* [Problem requirements]
An exact transcription of each entry below is required, without any pictures.

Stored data
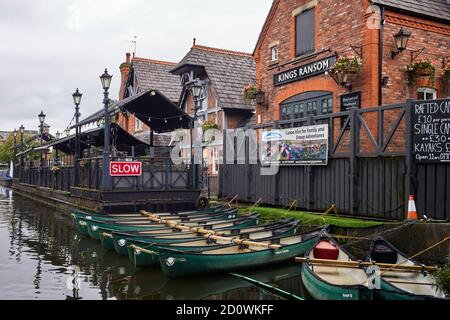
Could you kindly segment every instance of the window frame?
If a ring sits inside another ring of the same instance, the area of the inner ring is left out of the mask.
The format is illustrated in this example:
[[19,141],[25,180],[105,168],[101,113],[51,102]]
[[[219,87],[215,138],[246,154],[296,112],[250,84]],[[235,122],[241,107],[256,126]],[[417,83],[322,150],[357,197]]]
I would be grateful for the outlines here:
[[[301,52],[300,53],[299,50],[298,50],[298,42],[297,42],[297,40],[298,40],[298,22],[300,20],[300,16],[302,14],[304,14],[305,12],[308,12],[308,11],[312,11],[313,15],[314,15],[314,17],[313,17],[314,21],[313,21],[313,26],[312,26],[313,46],[312,46],[312,48],[310,50],[307,50],[305,52]],[[298,57],[301,57],[301,56],[312,54],[315,51],[316,51],[316,7],[315,6],[311,6],[311,7],[307,7],[305,9],[303,9],[302,11],[300,11],[300,12],[298,12],[298,13],[296,13],[294,15],[294,56],[295,56],[295,58],[298,58]]]
[[[437,99],[437,91],[436,91],[436,89],[420,87],[420,88],[417,88],[417,91],[416,91],[416,94],[419,94],[419,93],[423,94],[424,99],[419,99],[419,97],[417,96],[418,100],[427,101],[427,100],[436,100]],[[427,94],[428,93],[431,93],[433,95],[433,97],[431,99],[427,99]]]
[[[274,59],[274,52],[275,52],[276,59]],[[270,62],[271,63],[278,62],[278,53],[279,53],[278,45],[270,47]]]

* [Response for this exercise]
Could you kindly segment every instance of the window frame?
If a ring sits inside another ring of the same instance, the area of the inner ring is left out of the mask.
The format is illustrated in this example:
[[19,141],[25,180],[105,168],[101,113],[51,102]]
[[[219,87],[215,138],[246,154],[296,112],[250,84]],[[235,122],[241,107],[256,126]],[[417,83],[322,150],[357,197]]]
I would be grateful for the outlines here:
[[[301,52],[300,53],[299,50],[298,50],[298,42],[297,42],[297,40],[298,40],[298,22],[300,20],[300,16],[302,14],[304,14],[305,12],[308,12],[308,11],[312,11],[313,15],[314,15],[314,17],[313,17],[314,21],[313,21],[313,26],[312,26],[313,46],[312,46],[312,48],[310,50],[307,50],[305,52]],[[298,57],[301,57],[301,56],[312,54],[315,51],[316,51],[316,7],[315,6],[311,6],[311,7],[307,7],[305,9],[303,9],[302,11],[300,11],[300,12],[298,12],[298,13],[296,13],[294,15],[294,56],[295,56],[295,58],[298,58]]]
[[[437,99],[437,91],[436,91],[436,89],[420,87],[420,88],[417,88],[417,91],[416,91],[416,94],[419,94],[419,93],[423,94],[424,99],[419,99],[419,97],[417,96],[418,100],[427,101],[427,100],[436,100]],[[427,94],[428,93],[431,93],[433,95],[433,97],[431,99],[427,99]]]
[[[274,59],[274,52],[275,52],[276,59]],[[270,62],[271,63],[278,62],[278,53],[279,53],[278,45],[270,47]]]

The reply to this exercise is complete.